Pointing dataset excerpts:
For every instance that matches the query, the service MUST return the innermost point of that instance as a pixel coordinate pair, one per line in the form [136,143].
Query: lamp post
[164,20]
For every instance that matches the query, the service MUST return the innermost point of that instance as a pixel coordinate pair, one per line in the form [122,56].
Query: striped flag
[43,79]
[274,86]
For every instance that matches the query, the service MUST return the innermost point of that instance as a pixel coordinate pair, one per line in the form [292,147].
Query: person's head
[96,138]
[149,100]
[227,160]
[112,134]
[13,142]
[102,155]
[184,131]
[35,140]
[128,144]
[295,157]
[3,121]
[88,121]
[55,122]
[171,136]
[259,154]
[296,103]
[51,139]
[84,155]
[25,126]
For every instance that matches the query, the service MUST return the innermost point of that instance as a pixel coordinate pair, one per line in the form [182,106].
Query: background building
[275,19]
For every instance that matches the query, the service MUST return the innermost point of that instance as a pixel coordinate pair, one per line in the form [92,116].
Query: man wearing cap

Exercise prompt:
Could you write out the part of the listing that opens with the line containing "the form [292,147]." and runs through the end of the listing, substituting "system" for "service" and leaving everything else unchanged?

Task response:
For every instance that matches the query, the system MUST return the innermost point of that instance as a pixel coordinate pair, one per line in the form [292,147].
Query: person's head
[96,138]
[149,100]
[227,160]
[112,134]
[13,142]
[102,155]
[184,131]
[35,140]
[128,144]
[295,157]
[3,121]
[88,121]
[55,122]
[171,136]
[259,154]
[296,103]
[51,139]
[84,155]
[25,126]
For every instance that matches the query, the system MUST return the innermost point of that instance as a pixel coordinate pair, one per line in the form [182,106].
Query: background building
[275,19]
For every instance that matches the query, the system MUST return the innermost point of that instance as a pixel coordinate pair, one per line in the form [92,116].
Query: man wearing cap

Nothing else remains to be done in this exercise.